* **REQUIREMENT**
Rewrite the data from the start up to and including the line with "pixel 808 400", replacing "Target" with "Object" and leaving everything else unchanged.

* **LISTED ENTRIES**
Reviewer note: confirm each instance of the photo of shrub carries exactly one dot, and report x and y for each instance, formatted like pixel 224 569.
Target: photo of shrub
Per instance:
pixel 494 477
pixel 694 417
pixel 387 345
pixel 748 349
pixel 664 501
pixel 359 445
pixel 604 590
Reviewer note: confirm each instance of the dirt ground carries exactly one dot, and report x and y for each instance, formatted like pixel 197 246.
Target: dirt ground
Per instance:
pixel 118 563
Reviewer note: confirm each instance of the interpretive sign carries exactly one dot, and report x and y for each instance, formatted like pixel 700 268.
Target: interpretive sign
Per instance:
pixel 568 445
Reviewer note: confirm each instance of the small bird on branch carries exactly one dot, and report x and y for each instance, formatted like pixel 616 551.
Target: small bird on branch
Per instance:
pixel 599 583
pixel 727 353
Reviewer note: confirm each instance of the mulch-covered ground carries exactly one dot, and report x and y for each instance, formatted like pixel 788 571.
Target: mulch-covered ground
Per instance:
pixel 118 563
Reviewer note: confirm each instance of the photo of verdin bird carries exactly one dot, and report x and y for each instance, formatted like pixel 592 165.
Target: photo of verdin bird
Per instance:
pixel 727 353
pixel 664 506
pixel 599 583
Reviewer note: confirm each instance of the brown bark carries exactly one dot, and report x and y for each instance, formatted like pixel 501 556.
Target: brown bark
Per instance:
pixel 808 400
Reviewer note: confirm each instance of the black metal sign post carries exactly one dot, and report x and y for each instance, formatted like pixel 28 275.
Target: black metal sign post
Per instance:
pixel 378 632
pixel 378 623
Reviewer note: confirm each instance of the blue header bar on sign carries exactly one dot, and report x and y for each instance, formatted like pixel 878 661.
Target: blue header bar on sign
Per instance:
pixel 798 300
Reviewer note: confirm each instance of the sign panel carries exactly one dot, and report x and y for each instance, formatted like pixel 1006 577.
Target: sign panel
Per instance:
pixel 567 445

* **OUTPUT FOR THIS TASK**
Reviewer note: confirm each instance of the photo of shrub carries exactly one dot, and report x and y for each instance, formatted like pixel 224 569.
Object: photo of shrub
Per instance:
pixel 494 477
pixel 694 417
pixel 387 345
pixel 748 349
pixel 664 501
pixel 359 445
pixel 604 590
Reviewer note: confirm each instance of the dirt ground carries exactly one dot, and report x and y for each instance, formatted like pixel 197 246.
Object: dirt ground
Per instance:
pixel 118 563
Reviewer note: confirm each instance of the interpretive sign carries exactly one dot, and report x and y for each instance, formatted like pixel 700 268.
Object: interpretive sign
Per instance:
pixel 568 445
Reviewer note: confirm each instance of the small bird on branch carries exactly one dot, and report x and y for each instance, formatted like pixel 616 551.
Object: small bird on branch
Per instance:
pixel 599 583
pixel 727 353
Reviewer note: confirm each instance of the mulch-covered ground carries exactly one dot, and report x and y for each instance, formatted like pixel 788 571.
Object: mulch-covered ground
Per instance:
pixel 118 563
Reviewer note: confirm each instance of the photo of verdin bird carries exactly one dot, and report x and y for each instance, formatted like pixel 592 165.
Object: photo of verdin bird
Per instance:
pixel 727 353
pixel 664 506
pixel 599 583
Reviewer note: confirm each instance of the brown bark carries exactly one dot, and report x and y for each instance, formatted like pixel 501 556.
Object: brown bark
Per instance:
pixel 808 400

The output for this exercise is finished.